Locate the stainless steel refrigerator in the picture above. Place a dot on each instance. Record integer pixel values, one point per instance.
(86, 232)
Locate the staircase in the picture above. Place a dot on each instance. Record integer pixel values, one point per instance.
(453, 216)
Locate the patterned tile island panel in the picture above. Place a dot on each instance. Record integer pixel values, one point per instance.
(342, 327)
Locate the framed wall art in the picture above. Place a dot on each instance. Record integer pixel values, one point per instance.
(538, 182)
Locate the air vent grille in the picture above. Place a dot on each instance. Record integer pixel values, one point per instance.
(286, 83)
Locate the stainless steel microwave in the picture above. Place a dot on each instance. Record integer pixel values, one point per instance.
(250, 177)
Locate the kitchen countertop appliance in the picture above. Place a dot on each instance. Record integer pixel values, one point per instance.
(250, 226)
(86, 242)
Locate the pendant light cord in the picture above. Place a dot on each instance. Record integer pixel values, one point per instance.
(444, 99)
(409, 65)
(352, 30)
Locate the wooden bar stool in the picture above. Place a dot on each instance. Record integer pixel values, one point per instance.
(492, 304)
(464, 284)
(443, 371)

* * *

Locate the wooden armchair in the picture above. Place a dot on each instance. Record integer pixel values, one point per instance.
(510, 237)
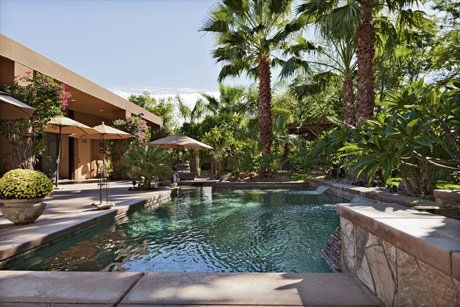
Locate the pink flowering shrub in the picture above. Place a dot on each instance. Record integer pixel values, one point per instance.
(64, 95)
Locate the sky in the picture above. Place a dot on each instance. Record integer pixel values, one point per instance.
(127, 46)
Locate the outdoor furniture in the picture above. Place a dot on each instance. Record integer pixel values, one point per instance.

## TASK PROMPT
Above are the records; repeat exactly the lines from the one holding "Locate the sky" down to the one holding "Locate the outdoor", end lines included.

## EXPECTED OUTPUT
Locate the sky in the picture above. Place a dot on each instance. Record integer pixel values, one point per instance.
(127, 46)
Locate the outdoor furniture in the picture above. Place a dot on each instance. Record integer pixel values, one point per instance.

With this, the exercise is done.